**EXERCISE BRIEF:** Extract every one of the lines below and reproduce each one word for word, changing nothing.

(Lines of data)
START

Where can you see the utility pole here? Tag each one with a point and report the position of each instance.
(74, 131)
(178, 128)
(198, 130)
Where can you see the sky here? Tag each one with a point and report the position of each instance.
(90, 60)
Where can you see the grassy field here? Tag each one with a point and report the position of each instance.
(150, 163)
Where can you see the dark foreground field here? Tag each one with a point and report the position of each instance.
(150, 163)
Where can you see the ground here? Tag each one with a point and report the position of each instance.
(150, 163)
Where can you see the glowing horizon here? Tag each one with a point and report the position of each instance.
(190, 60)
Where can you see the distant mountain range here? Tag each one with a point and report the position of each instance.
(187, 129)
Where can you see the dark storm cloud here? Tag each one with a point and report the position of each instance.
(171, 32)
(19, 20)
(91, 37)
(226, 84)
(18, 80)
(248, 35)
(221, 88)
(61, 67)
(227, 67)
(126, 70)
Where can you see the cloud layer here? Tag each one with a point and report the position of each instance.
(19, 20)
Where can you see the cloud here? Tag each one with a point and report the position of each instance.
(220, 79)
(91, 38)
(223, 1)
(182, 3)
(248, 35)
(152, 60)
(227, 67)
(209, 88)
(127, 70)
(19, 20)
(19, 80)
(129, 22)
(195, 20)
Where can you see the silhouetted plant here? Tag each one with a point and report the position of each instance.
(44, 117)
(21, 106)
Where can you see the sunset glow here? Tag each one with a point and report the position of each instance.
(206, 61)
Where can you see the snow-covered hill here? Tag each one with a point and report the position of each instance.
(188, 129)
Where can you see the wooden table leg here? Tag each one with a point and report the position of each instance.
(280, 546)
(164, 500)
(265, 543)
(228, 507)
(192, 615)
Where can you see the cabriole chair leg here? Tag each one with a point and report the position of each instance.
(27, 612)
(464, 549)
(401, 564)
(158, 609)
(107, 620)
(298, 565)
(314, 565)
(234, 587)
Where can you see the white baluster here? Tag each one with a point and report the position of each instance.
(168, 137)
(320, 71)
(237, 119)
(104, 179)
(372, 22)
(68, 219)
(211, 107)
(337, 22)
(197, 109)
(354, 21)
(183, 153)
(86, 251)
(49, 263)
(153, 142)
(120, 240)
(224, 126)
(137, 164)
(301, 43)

END

**EXERCISE SOLUTION:**
Where can you see the utility pole here? Tag each one with a point and report the position of each instance.
(74, 131)
(178, 128)
(198, 130)
Where can you see the sky here? Tag each one with a point and report the position of each instance.
(90, 60)
Where can you see the grassy field here? Tag each one with a point and report the position of each instance.
(150, 163)
Where can you see the dark foreground field here? Tag each one with a point and report the position of each instance.
(150, 163)
Where can you see the ground here? Tag each one with a point and report the position of each instance.
(150, 163)
Where can you see the glowing horizon here? Tag each one with a point and report the position of each instance.
(190, 60)
Where can you see the distant mountain range here? Tag each one with a point and report the position of each instance.
(187, 129)
Where can you see the dark storm cloud here? Tag each one with a point and report the position of each instance.
(171, 32)
(19, 20)
(91, 37)
(226, 84)
(18, 80)
(248, 35)
(221, 88)
(61, 67)
(227, 67)
(126, 70)
Where can you see the cloud layer here? Tag each one with a point and report the position of each instance.
(19, 20)
Where can you see the cloud here? Tag each one with a point and report the position of each instance.
(220, 79)
(91, 38)
(223, 1)
(182, 3)
(248, 35)
(152, 60)
(227, 67)
(209, 88)
(127, 70)
(19, 20)
(19, 80)
(129, 22)
(195, 20)
Where can you see the silhouetted plant here? Tag each one with a point and report the position of each instance.
(44, 117)
(21, 106)
Where can you see the sunset glow here? Tag each one with a point and report the position of each instance.
(206, 61)
Where can you see the snow-covered hill here? Tag each one with a point and report the position of each instance.
(188, 129)
Where can you see the wooden table leg here? Tag each one with a point and report the position of each instance.
(280, 546)
(164, 500)
(265, 543)
(228, 507)
(192, 615)
Where can you see the cabriole chair leg here? Tag each one with a point and report the position of each instance.
(27, 612)
(464, 549)
(401, 564)
(158, 609)
(107, 620)
(298, 565)
(314, 565)
(234, 587)
Where can you see the white baluster here? Tag each one with a point and report the position of each instance.
(168, 137)
(320, 71)
(237, 119)
(104, 179)
(372, 22)
(68, 219)
(211, 107)
(337, 22)
(197, 109)
(354, 21)
(183, 153)
(86, 251)
(49, 263)
(153, 142)
(120, 240)
(224, 126)
(137, 164)
(301, 43)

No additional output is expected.